EXERCÍCIOS:
1. Reproduza, sem mudar nada, o trecho do relato sobre a enchente no Rio Grande do Sul que vai de "Na Serra Gaúcha, meus" a "e aparentemente seguros.".
2. Escreva a continuação do relato sobre a enchente no Rio Grande do Sul a partir do ponto em que ele termina.

TEXTO FORNECIDO:
****************

No dia seguinte, outros irmãos Jackson Lopes e Renato Farias me comunicaram que nosso parceirinho fora ressuscitado pelos médicos enquanto eles o visitavam. Lembro do Jackson, olhos rútilos, levando às mãos ´à cabeça com essa notícia.
Eu e Jefferson Marcanth, que passou a ser o caçula da turma com a saída de cena do Marcelinho, nos aproximamos demais nessa crise. E posso apostar que, mesmo de longe, nunca nos abandonamos, qual fosse a situação.
Volto aos dias de hoje ou à noite passada. Na crise do que chamo de “Katrina gaúcho” fui colher notícias no sul de como estavam meus familiares e amigos ao telefone. Acabei não podendo ir caminhar à noite, com tantos relatos.
Minha mãe e irmã, por exemplo, estão há dias sem água, mas com energia elétrica ao menos. E seguras, felizmente, já que estão no alto do Partenon, na zona leste de Porto Alegre. Mercadinhos e até o velho Zaffari têm problemas de estoque de produtos. Falta água.
Meu primo Luis Fernando, que mora no litoral norte, revelou que o movimento em Cidreira era de alta temporada. A praia virou rota de fuga para muitos que tem casa. E mesmo para quem não tem morada alguma na praia. Muitos aguardam ajudam na colônia de férias da Brigada Militar.
Na Serra Gaúcha, meus irmãos Gabriel Izidoro e família e João Victor de Oliveira, este último após dez horas de viagem, estão refugiados e aparentemente seguros.
Em Porto Alegre, Patrícia Meira está com a mãe internada. A situação é complexa e rezo por elas. Minha guaibeira das antigas, Fabiane Moraes, também é um tanto meu porto seguro, feliz que estou que ela está a salvo.
Na capital, Alessandro Varela, José Fernando Cardoso, da Unisinos para a vida, seguem na luta bravamente, assim como meu irmão Luis Eduardo Oliveira da Silva, que me narrou em detalhes os horrores da enchente em suas saídas de carro pela cidade. Luisinho e uma de suas filhas atuam juntos na área de saúde. Estão, eles sabem, entre meus heróis dessa tragédia.

****************

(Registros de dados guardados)
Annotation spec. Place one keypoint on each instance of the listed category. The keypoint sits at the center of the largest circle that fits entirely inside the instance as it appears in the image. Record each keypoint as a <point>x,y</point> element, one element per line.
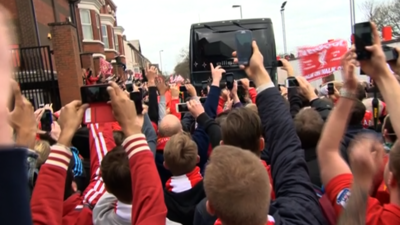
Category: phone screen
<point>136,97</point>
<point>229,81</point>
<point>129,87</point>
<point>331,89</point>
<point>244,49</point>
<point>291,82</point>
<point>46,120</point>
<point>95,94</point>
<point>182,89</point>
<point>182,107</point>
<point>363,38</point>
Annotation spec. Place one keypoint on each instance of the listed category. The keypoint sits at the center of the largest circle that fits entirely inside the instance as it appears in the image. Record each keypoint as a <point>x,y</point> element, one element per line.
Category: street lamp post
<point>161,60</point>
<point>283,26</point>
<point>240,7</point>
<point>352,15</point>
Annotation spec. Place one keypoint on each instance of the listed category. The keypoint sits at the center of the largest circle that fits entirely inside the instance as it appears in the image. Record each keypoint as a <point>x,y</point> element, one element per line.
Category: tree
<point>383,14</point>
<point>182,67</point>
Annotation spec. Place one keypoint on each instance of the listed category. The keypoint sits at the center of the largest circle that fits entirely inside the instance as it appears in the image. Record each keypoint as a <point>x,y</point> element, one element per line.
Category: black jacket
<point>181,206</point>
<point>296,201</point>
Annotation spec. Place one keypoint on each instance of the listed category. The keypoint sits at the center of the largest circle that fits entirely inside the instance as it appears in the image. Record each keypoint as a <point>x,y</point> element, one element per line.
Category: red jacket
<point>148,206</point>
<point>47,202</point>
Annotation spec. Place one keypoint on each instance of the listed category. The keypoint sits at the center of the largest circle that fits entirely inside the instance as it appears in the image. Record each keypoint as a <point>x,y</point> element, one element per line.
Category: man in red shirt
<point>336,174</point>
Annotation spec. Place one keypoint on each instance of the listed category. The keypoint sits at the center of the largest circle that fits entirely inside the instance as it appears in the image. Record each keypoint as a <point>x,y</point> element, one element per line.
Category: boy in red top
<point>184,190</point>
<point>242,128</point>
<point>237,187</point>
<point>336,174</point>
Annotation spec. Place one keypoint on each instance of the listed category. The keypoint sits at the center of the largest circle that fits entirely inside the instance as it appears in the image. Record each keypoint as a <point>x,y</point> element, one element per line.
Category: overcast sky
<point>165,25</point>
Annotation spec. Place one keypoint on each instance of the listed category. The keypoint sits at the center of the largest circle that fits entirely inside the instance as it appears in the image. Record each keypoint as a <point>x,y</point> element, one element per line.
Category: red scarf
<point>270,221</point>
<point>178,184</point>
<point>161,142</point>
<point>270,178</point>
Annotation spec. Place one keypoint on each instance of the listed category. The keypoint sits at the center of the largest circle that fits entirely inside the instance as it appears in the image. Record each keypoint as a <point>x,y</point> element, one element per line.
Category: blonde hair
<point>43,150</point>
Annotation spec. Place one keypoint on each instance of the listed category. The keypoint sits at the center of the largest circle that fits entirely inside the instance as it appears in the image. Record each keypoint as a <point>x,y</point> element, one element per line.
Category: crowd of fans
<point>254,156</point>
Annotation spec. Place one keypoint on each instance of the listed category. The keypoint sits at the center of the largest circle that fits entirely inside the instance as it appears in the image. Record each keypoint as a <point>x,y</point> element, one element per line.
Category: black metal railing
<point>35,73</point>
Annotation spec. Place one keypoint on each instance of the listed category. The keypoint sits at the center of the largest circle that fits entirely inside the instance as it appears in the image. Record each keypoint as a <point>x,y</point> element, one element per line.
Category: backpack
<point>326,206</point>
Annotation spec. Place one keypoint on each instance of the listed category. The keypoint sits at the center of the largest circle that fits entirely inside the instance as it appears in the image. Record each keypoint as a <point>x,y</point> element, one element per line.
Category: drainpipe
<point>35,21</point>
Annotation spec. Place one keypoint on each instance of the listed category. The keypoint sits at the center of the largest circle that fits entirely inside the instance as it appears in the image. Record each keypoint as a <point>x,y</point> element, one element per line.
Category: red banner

****************

RESPOSTAS:
1.
Na Serra Gaúcha, meus irmãos Gabriel Izidoro e família e João Victor de Oliveira, este último após dez horas de viagem, estão refugiados e aparentemente seguros.

2.
Minha prima Gisele e sua mãe Dalva aguardam cirurgia de retirada de vesícula da Gi num hospital da zona norte. Sem água e comida – a cozinha foi desativada e os pacientes se alimentam de marmitas – não se sabe quando o procedimento ocorrerá.
Do lado de casa, no Partenon, Evelena Rodrigues, a quem agradeço, cuida dos seus e da minha mãe e minha irmã também. E lhe sou e serei grato eternamente.
Por São Paulo, gente de ontem e de hoje me abraça entre preocupada e disposta a ajudar, qual seja a forma. Cito Mariana Ghirelo, que pegou dengue e que mesmo assim me enviou mensagens de apoio. Gláucia Milício, a minha eterna Glau Gadot, a ausente mais presente da minha vida. Até a ruiva Marina Diana que, inesperadamente, me procurou e me aqueceu o coração.
Henrique Veltman e às famílias Gueller e Gutierres, que hoje são minha família, me procuram full time para saber notícias. Os Garotos da Javari e meu colegas de trabalho, que me veem tremendo pelo Parkinson a cada almoço – cenário agravado pela crise no sul – também merecem crédito.
De Santa Catarina, Simone Lemes, amor de uma juventude feliz, me apoia. Nos apoiamos, na verdade. De Fortaleza, no Ceará, a doce Aline Carlos me ajuda com a nossa indefectível Rádio Clube dos Deprimidos, que me faz um bem danado, pasmem.
Falarei da turma que abriu este escrito.
Valesca Nunes, vizinha da Batista Xavier, irmã do Marcelinho, citado no começo deste escrito, segura a bronca de cuidar da casa e da própria mente em voo solo – Dona Reni, a mãe admirável, se foi neste ano.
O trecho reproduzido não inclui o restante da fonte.